**TEXTE DE L'EXERCICE**
++++++++
Etorouji Shiono reste l’une des belles découvertes de ces dernières années. Alors que de nombreux lecteurs piaffent d’impatience entre chaque tome de Berserk, Ki-Oon a eu le coup de cœur pour Übel Blatt, une autre saga de dark-fantasy, plus moderne, plus « hype », qui a son petit succès au Japon. Mais ce qui différencie Ki-Oon des autres éditeurs francophones, c’est qu’ils ont le nez pour débusquer ces séries qui, sans être inconnues au Japon, ne sont pas de grosses ventes pour autant, mais sont taillées pour le marché occidental. Übel Blatt en est le prototype. Graphisme léché, histoire sombre et pourtant grand public, un peu de fanservice au passage, que demande le peuple ? L’auteur, de son côté, semble avoir la bougeotte, et a du mal à se fixer sur cette seule série. Perfectionniste, apparemment décidé à aller chercher l’inspiration ailleurs que dans les sempiternelles thématiques 100% nippones, il passe ici de la fantasy au space-opera, un autre genre sous-représenté au Japon. Avec le même bonheur ? Voyons ça…
D’emblée, une chose étonne : si le bouquin jouit d’une belle fabrication, et d’une jaquette toujours aussi classe, le logo n’est pas celui de Ki-Oon. C’est ainsi l’une des premières fois que Doki-Doki, la branche manga des éditions Bamboo, édite un best-seller en puissance, profitant pour ça de la parfaite rampe de lancement qu’est la Japan Expo, cette orgie qui concentre l’équivalent d’un mois de parutions sur 3 jours. On peut supposer qu’ils ont cassé leur tirelire, Ki-Oon aimant généralement mener une politique d’auteurs. Mais trêve de bavardage, nous sommes ici pour parler de Zelphy, pas de son éditeur…
Le jeune Lysja est le prince déchu d’un royaume concassé par les velléités hégémoniques d’Aion, un conglomérat militaire quelque peu tentaculaire. Alors qu’il mène une vie guère palpitante dans les tréfonds d’une cité spatiale, systématiquement recalé lorsqu’il se présente au concours d’entrée à l’Armée, il se retrouve embringué dans une histoire qui, de prime abord, le dépasse… Sauf que lors d’un drôle de combat, il va croiser un chat parlant qui va, d’un coup de patte, régler son cœur artificiel défaillant, et lui offrir une force aussi colossale qu’inattendue. Après de multiples rencontres et mésaventures, il finit par se mettre à dos les plus hautes instances des Gardiens d’Aion, qui mettent tout en œuvre pour le détruire. Mais est-ce bien lui qu’ils pourchassent ?
++++++++
**MATÉRIEL FOURNI**

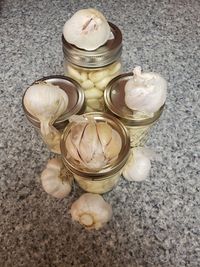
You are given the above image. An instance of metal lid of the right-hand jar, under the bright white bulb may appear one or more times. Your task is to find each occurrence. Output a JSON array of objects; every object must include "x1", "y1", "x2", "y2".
[{"x1": 104, "y1": 72, "x2": 164, "y2": 126}]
++++++++
**TRAVAIL DEMANDÉ**
a - Répondez aux questions suivantes à l'aide de la critique de Zelphy.
(i) D'après la critique, l'auteur passe de quel genre à quel autre genre ?
(ii) Quelle branche des éditions Bamboo édite le livre ?
(iii) Qui règle le cœur artificiel défaillant de Lysja ?
b - Reprenez la critique de Zelphy après sa dernière phrase et poursuivez-la.

**RÉSULTATS**
a -
(i) Il passe de la fantasy au space-opera.
(ii) Doki-Doki, la branche manga des éditions Bamboo.
(iii) Un chat parlant, d'un coup de patte.

b -
S’il est une chose que l’on ne peut reprocher à Etorouji Shiono, c’est le manque d’ambition. Sa soif de raconter des histoires lui joue parfois des tours, et le lecteur se retrouve d’emblée bombardé d’informations. Les amateurs de science-fiction ne seront pas dépaysés, tant les sujets traités ne sont jamais foncièrement originaux. Ce qui leur donne de l’épaisseur, c’est le cumul d’idées, ce melting-pot de petits concepts qui, mis bout à bout, créent un bouillonnement réellement rafraichissant. Entre l’armée équipant ses nouveaux soldats d’un implant les rendant, certes, plus forts, mais surtout plus obéissants, entre Pico Pico, la batterie increvable et dotée de sentiments, et Énoc, le chat hébergeant le cerveau d’un vieux pirate, c’est un joyeux foutoir, plaisant et franchement jubilatoire. La présence de jolies filles restant un tic de l’auteur, tout est en place pour une épopée que ne renierait ni Yukito Kishiro (Gunnm), ni Buichi Terasawa (Cobra).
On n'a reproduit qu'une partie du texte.